┌──

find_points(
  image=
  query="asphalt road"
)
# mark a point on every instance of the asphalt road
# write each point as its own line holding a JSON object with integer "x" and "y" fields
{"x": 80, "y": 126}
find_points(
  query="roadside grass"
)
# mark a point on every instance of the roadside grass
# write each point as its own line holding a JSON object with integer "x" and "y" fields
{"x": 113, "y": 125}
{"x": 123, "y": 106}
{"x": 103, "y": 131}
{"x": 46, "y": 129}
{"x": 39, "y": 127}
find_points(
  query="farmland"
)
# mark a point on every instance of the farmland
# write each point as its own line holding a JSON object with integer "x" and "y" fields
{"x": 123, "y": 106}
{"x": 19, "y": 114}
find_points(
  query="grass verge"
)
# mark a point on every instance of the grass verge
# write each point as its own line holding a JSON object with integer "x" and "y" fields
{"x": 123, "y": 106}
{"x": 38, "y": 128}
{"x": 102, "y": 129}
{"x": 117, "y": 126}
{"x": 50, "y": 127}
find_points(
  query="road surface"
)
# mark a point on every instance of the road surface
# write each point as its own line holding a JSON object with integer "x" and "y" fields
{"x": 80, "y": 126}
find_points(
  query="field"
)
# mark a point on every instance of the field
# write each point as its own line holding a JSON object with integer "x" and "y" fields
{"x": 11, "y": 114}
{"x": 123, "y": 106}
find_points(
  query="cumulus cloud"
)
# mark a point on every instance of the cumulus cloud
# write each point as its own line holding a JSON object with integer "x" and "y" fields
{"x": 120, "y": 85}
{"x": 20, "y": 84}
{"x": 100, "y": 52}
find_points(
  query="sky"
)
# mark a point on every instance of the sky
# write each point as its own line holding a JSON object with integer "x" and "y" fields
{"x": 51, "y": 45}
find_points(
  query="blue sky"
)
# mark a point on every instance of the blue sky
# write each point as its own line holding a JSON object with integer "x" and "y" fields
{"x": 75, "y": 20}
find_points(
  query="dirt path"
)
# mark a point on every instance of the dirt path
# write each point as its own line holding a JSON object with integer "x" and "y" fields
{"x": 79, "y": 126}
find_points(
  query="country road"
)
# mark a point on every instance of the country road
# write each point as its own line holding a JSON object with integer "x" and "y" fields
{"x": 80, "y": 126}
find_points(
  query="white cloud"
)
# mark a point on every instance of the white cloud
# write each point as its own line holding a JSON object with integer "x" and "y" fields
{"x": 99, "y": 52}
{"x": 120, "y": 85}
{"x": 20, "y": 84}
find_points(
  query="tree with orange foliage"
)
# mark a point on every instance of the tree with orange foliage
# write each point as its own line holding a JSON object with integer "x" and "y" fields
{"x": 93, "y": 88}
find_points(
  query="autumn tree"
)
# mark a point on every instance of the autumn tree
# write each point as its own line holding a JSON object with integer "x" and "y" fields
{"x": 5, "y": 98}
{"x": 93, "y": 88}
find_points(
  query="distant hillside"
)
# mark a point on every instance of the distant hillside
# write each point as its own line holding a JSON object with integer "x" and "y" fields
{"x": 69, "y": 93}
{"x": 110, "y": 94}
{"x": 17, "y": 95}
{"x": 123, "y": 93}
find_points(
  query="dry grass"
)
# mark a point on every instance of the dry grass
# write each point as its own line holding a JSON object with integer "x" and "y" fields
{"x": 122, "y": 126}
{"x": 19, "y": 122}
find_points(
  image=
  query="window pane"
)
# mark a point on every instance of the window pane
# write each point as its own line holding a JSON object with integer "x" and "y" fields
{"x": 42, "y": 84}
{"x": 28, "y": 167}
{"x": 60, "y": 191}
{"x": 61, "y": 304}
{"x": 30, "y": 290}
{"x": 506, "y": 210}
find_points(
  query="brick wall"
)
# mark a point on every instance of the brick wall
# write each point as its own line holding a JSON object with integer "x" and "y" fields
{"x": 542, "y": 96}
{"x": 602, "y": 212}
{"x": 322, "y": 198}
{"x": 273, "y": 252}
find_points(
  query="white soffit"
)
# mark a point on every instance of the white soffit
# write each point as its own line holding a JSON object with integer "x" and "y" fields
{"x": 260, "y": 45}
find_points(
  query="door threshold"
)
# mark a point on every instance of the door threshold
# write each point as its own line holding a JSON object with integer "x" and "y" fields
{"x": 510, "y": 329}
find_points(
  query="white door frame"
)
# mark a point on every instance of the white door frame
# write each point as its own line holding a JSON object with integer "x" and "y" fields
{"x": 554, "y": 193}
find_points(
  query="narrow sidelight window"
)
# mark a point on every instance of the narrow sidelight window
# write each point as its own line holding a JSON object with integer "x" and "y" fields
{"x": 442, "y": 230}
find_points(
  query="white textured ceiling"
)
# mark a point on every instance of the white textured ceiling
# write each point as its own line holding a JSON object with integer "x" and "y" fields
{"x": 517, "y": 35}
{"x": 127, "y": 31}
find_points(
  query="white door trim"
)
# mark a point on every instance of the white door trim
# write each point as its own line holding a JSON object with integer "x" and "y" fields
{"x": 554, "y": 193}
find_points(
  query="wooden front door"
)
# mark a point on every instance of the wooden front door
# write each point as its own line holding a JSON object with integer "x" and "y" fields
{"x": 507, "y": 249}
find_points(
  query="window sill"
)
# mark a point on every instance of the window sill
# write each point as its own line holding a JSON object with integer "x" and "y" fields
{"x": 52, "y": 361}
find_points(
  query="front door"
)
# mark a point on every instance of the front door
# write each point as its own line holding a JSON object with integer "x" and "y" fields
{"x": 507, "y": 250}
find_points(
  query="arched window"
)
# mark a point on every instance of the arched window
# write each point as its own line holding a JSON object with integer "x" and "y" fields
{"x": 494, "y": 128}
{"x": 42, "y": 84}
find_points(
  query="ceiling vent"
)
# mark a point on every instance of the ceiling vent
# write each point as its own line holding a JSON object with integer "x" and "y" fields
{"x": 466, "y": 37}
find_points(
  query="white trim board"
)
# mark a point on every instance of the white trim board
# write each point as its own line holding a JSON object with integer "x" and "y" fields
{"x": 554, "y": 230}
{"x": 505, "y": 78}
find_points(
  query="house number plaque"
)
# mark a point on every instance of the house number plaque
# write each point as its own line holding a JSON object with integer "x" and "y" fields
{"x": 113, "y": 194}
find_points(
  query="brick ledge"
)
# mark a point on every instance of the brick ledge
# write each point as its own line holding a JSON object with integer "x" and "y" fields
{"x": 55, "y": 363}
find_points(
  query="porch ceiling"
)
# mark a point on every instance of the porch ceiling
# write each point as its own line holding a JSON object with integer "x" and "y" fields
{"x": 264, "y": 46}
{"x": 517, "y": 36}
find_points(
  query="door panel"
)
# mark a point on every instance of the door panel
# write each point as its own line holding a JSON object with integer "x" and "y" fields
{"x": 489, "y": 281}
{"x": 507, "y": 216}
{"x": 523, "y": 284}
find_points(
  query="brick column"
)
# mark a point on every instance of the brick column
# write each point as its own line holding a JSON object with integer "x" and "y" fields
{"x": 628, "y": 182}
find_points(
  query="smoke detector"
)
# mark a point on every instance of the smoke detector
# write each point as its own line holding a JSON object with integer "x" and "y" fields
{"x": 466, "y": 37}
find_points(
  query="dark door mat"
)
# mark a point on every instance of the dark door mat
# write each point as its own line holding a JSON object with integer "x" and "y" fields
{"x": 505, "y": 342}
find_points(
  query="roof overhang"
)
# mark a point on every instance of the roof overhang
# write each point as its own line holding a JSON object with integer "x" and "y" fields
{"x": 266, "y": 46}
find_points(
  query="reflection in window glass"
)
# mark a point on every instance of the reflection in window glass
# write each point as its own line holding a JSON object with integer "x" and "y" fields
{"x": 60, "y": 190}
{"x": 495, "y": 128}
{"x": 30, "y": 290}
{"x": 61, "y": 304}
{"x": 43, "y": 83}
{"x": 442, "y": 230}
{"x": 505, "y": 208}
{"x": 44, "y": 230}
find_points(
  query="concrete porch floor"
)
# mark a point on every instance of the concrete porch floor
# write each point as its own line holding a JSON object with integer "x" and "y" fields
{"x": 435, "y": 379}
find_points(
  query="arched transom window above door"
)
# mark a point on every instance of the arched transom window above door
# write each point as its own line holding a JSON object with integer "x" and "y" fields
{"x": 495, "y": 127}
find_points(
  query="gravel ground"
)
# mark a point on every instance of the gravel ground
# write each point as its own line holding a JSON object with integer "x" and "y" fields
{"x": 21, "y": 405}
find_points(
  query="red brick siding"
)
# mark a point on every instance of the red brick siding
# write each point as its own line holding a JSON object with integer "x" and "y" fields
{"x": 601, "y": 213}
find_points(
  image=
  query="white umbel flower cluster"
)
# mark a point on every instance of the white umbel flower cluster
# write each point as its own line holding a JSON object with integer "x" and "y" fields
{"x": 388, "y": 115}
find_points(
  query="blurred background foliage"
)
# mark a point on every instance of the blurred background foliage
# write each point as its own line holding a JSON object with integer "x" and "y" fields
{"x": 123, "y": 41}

└──

Challenge => Extract every line of the text above that contains the word "distant", and treat uppercase and lowercase as different.

Worked answer =>
  query="distant hillside"
# mark a point on every instance of the distant hillside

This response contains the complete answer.